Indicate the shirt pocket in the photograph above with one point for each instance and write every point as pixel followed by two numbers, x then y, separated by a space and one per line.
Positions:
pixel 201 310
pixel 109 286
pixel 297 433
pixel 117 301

★ ★ ★ ★ ★

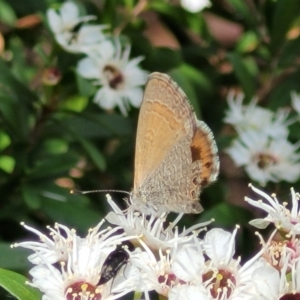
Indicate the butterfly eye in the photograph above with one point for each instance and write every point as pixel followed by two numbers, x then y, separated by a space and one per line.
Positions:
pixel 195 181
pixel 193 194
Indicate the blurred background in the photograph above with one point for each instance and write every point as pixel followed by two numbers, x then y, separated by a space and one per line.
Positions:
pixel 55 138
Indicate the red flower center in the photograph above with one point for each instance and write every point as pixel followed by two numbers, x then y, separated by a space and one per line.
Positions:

★ ★ ★ ★ ★

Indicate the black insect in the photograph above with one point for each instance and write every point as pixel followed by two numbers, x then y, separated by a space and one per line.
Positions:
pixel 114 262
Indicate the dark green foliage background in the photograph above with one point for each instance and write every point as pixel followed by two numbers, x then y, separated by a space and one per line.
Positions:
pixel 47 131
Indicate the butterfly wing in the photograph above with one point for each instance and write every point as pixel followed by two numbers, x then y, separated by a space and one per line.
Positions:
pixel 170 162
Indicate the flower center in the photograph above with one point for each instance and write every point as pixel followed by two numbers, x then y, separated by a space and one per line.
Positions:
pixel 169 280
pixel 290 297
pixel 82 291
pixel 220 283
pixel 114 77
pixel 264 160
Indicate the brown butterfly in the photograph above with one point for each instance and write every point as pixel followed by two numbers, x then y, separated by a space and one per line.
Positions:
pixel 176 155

★ ★ ★ ★ ★

__STATED EXERCISE__. Copy the lines from the one containing "Indicate the shirt" through the one containing "pixel 117 301", with both of those lines included, and keep every word and number unchanged.

__PROBLEM SOLUTION__.
Indicate the shirt pocket in the photograph above with one point for each instance and write every point as pixel followed by two numbers, x then y, separated by a space and one per line.
Positions:
pixel 201 310
pixel 109 286
pixel 297 433
pixel 117 301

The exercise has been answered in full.